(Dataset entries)
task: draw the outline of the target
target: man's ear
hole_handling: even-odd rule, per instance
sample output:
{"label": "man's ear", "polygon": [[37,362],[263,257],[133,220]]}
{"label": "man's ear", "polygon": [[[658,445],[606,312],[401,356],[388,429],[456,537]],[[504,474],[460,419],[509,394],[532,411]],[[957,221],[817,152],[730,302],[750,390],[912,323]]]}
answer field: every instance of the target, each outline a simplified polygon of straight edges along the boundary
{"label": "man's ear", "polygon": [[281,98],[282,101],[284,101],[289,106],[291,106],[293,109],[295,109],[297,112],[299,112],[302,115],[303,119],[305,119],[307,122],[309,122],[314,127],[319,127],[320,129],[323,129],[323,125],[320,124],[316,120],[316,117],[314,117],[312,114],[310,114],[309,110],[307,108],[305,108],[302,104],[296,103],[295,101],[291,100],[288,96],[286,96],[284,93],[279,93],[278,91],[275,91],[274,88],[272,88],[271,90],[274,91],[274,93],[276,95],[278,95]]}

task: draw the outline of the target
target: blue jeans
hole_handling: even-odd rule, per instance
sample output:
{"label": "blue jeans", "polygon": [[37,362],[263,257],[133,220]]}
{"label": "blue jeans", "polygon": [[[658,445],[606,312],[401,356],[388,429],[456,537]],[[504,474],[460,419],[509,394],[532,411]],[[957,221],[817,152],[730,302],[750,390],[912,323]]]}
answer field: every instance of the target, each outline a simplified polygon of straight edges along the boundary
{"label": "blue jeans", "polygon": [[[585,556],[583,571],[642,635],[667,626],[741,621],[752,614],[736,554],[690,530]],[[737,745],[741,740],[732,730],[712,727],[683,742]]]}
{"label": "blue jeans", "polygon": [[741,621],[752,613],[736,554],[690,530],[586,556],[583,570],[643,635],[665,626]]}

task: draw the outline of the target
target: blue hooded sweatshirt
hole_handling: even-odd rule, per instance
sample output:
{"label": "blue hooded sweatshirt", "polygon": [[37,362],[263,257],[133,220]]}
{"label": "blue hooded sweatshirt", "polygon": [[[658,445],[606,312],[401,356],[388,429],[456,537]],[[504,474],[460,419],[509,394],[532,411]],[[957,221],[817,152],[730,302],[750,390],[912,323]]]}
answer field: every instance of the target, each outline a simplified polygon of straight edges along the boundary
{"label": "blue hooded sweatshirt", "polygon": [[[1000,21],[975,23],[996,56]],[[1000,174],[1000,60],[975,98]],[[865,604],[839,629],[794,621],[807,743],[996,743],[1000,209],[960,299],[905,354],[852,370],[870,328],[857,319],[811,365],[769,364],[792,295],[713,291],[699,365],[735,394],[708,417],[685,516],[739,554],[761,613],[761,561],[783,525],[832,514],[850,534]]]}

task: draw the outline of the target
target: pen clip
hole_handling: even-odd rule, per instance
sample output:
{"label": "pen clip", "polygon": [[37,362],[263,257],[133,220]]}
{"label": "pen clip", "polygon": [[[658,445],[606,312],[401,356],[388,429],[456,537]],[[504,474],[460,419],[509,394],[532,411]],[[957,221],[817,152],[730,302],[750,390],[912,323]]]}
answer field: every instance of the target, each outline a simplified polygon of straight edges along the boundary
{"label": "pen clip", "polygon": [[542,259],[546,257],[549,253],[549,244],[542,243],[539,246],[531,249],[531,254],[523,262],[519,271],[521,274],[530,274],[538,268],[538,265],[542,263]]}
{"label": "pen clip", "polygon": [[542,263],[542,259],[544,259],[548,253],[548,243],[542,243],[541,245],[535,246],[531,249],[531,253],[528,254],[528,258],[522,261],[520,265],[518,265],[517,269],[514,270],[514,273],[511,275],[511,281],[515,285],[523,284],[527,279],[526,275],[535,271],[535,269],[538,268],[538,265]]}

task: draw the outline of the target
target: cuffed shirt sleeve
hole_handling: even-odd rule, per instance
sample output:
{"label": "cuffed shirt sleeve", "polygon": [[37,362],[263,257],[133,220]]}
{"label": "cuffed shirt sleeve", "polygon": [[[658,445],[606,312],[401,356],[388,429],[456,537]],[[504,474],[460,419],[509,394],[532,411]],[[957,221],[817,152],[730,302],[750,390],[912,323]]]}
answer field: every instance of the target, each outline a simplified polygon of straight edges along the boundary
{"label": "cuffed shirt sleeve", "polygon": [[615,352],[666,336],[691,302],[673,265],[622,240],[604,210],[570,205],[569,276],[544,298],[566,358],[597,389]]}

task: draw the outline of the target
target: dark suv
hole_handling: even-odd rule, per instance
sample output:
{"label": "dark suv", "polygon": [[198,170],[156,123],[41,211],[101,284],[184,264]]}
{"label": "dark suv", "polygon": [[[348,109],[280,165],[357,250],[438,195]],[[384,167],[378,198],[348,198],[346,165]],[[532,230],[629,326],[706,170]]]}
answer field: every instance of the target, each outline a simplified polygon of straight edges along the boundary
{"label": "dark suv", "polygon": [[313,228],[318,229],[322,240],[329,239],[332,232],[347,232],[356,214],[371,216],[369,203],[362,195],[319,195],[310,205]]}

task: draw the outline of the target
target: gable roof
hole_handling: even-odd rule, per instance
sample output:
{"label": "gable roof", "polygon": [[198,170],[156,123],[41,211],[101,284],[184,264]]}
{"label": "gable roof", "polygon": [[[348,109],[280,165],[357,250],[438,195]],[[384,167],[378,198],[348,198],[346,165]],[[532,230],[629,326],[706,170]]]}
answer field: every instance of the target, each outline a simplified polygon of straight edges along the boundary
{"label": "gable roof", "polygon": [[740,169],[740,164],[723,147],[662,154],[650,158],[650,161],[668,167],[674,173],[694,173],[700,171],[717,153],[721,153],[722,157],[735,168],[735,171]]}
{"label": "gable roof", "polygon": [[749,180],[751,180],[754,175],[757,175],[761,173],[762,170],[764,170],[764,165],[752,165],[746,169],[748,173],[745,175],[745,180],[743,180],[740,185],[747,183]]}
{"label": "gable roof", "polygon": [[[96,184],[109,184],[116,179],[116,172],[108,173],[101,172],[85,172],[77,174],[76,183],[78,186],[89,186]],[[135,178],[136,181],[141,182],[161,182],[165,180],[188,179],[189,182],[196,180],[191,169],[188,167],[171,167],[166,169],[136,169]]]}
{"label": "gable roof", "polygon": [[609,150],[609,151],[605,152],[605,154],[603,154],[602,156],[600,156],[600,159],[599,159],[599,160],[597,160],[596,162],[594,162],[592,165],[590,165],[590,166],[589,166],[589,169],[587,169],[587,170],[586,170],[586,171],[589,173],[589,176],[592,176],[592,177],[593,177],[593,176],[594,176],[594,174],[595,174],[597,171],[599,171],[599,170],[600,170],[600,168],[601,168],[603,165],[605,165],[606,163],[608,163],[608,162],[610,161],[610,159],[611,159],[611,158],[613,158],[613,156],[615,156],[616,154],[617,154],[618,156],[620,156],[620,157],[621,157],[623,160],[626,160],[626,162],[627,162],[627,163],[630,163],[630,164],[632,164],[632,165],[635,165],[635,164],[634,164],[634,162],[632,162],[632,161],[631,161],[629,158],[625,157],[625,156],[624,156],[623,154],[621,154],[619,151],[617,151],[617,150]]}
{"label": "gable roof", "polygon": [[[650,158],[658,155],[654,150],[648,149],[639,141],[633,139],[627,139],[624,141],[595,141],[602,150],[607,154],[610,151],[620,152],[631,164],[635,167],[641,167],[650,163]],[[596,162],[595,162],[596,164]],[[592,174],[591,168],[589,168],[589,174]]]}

# Exercise
Character for character, reproduce all of the lines above.

# Task result
task: draw the outline of the target
target: man's ear
hole_handling: even-odd rule, per instance
sample output:
{"label": "man's ear", "polygon": [[37,362],[263,257],[133,220]]}
{"label": "man's ear", "polygon": [[[658,445],[606,312],[401,356],[388,429],[456,537]],[[504,474],[460,419],[509,394],[532,411]],[[957,221],[817,152],[730,302],[750,390],[912,323]]]}
answer field: every instance of the target, each outline a simplified polygon of straight edges along the boundary
{"label": "man's ear", "polygon": [[281,98],[282,101],[284,101],[289,106],[291,106],[293,109],[295,109],[297,112],[299,112],[302,115],[303,119],[305,119],[307,122],[309,122],[314,127],[319,127],[320,129],[323,129],[323,125],[320,124],[316,120],[316,117],[314,117],[312,114],[310,114],[309,110],[307,108],[305,108],[302,104],[296,103],[295,101],[291,100],[288,96],[286,96],[284,93],[279,93],[278,91],[275,91],[274,88],[272,88],[271,90],[274,91],[274,93],[276,95],[278,95]]}

task: draw the outline of the target
target: blue jeans
hole_handling: even-odd rule, per instance
sample output:
{"label": "blue jeans", "polygon": [[37,362],[263,257],[133,220]]}
{"label": "blue jeans", "polygon": [[[658,445],[606,312],[401,356],[388,429],[456,537]],[[504,474],[460,419],[509,394],[532,411]],[[957,221],[817,152],[730,302],[750,390],[912,323]]]}
answer field: every instance of the target, each outline a simplified polygon of straight edges along the boundary
{"label": "blue jeans", "polygon": [[[585,556],[583,571],[642,635],[667,626],[741,621],[752,614],[736,554],[690,530]],[[737,745],[741,740],[732,730],[712,727],[683,742]]]}
{"label": "blue jeans", "polygon": [[741,621],[752,613],[736,554],[690,530],[586,556],[583,570],[643,635],[665,626]]}

task: draw the outline of the target
target: blue hooded sweatshirt
hole_handling: even-odd rule, per instance
sample output:
{"label": "blue hooded sweatshirt", "polygon": [[37,362],[263,257],[133,220]]}
{"label": "blue hooded sweatshirt", "polygon": [[[658,445],[606,312],[401,356],[388,429],[456,537]],[[504,474],[460,419],[509,394],[532,411]],[[957,221],[817,152],[730,302],[750,390],[912,323]]]}
answer field: every instance of the target, each outline a simplified polygon of straight edges along the boundary
{"label": "blue hooded sweatshirt", "polygon": [[[1000,21],[975,23],[996,56]],[[1000,174],[1000,60],[975,98]],[[865,604],[839,629],[794,621],[807,743],[996,743],[1000,209],[960,299],[905,354],[852,370],[870,328],[857,319],[811,365],[769,364],[792,295],[713,291],[699,365],[735,394],[708,417],[685,516],[739,554],[761,613],[761,561],[783,525],[832,514],[850,534]]]}

task: draw the outline of the target
target: pen clip
hole_handling: even-odd rule, per instance
sample output:
{"label": "pen clip", "polygon": [[37,362],[263,257],[133,220]]}
{"label": "pen clip", "polygon": [[[658,445],[606,312],[401,356],[388,429],[456,537]],[[504,474],[460,419],[509,394],[532,411]],[[957,221],[817,152],[730,302],[750,390],[912,323]]]}
answer field: every instance of the target, each outline a simplified polygon of straight edges along the boundary
{"label": "pen clip", "polygon": [[542,259],[546,257],[549,253],[549,244],[542,243],[539,246],[531,249],[531,254],[523,262],[519,271],[521,274],[530,274],[538,268],[538,265],[542,263]]}
{"label": "pen clip", "polygon": [[542,263],[542,259],[544,259],[548,253],[548,243],[542,243],[541,245],[535,246],[531,249],[531,253],[528,254],[528,258],[522,261],[520,265],[518,265],[517,269],[514,270],[514,273],[511,275],[511,281],[515,285],[523,284],[527,279],[526,275],[535,271],[535,269],[538,268],[538,265]]}

task: draw the outline of the target
target: cuffed shirt sleeve
hole_handling: even-odd rule, per instance
sample output:
{"label": "cuffed shirt sleeve", "polygon": [[37,362],[263,257],[133,220]]}
{"label": "cuffed shirt sleeve", "polygon": [[[658,445],[606,312],[401,356],[388,429],[456,537]],[[504,474],[460,419],[509,394],[532,411]],[[957,221],[817,152],[730,302],[750,390],[912,323]]]}
answer field: every instance of the target, each outline a simplified polygon of straight edges along the boundary
{"label": "cuffed shirt sleeve", "polygon": [[615,352],[666,336],[691,302],[673,265],[622,240],[604,210],[570,205],[569,276],[544,298],[566,358],[597,389]]}

task: draw the outline of the target
target: dark suv
hole_handling: even-odd rule, per instance
sample output:
{"label": "dark suv", "polygon": [[198,170],[156,123],[41,211],[101,284],[184,264]]}
{"label": "dark suv", "polygon": [[[348,109],[280,165],[357,250],[438,195]],[[384,167],[378,198],[348,198],[346,165]],[[532,230],[629,326],[706,170]]]}
answer field: every instance of the target, each outline a simplified polygon of straight edges along the boundary
{"label": "dark suv", "polygon": [[313,228],[318,229],[322,240],[329,239],[332,232],[347,232],[356,214],[371,216],[369,203],[362,195],[319,195],[310,205]]}

task: draw the outline of the target
target: gable roof
hole_handling: even-odd rule, per instance
sample output:
{"label": "gable roof", "polygon": [[198,170],[156,123],[41,211],[101,284],[184,264]]}
{"label": "gable roof", "polygon": [[[348,109],[280,165],[357,250],[438,195]],[[384,167],[378,198],[348,198],[346,165]],[[532,230],[629,326],[706,170]]]}
answer field: every instance of the target, each outline a simplified polygon of straight edges along the boundary
{"label": "gable roof", "polygon": [[740,169],[740,164],[723,147],[662,154],[650,158],[650,161],[668,167],[674,173],[694,173],[700,171],[717,153],[721,153],[722,157],[735,168],[735,171]]}
{"label": "gable roof", "polygon": [[749,180],[751,180],[754,175],[757,175],[761,173],[762,170],[764,170],[764,165],[752,165],[746,169],[748,173],[745,175],[745,180],[743,180],[740,185],[747,183]]}
{"label": "gable roof", "polygon": [[[96,184],[109,184],[116,179],[116,172],[108,173],[101,172],[85,172],[77,174],[76,183],[78,186],[89,186]],[[135,178],[136,181],[141,182],[161,182],[165,180],[188,179],[189,182],[196,180],[191,169],[188,167],[171,167],[166,169],[136,169]]]}
{"label": "gable roof", "polygon": [[609,150],[609,151],[605,152],[605,154],[603,154],[602,156],[600,156],[600,159],[599,159],[599,160],[597,160],[596,162],[594,162],[592,165],[590,165],[590,166],[589,166],[589,169],[587,169],[587,170],[586,170],[586,171],[589,173],[589,176],[592,176],[592,177],[593,177],[593,176],[594,176],[594,174],[595,174],[597,171],[599,171],[599,170],[600,170],[600,168],[601,168],[603,165],[605,165],[606,163],[608,163],[608,162],[610,161],[610,159],[611,159],[611,158],[613,158],[613,156],[615,156],[616,154],[617,154],[618,156],[620,156],[620,157],[621,157],[623,160],[626,160],[626,162],[627,162],[627,163],[630,163],[630,164],[632,164],[632,165],[635,165],[635,164],[634,164],[634,162],[632,162],[632,161],[631,161],[629,158],[625,157],[625,156],[624,156],[623,154],[621,154],[619,151],[617,151],[617,150]]}
{"label": "gable roof", "polygon": [[[650,158],[658,155],[654,150],[648,149],[639,141],[633,139],[627,139],[624,141],[595,141],[602,150],[607,154],[610,151],[620,152],[631,164],[635,167],[641,167],[650,163]],[[596,162],[595,162],[596,164]],[[592,174],[591,168],[589,168],[589,174]]]}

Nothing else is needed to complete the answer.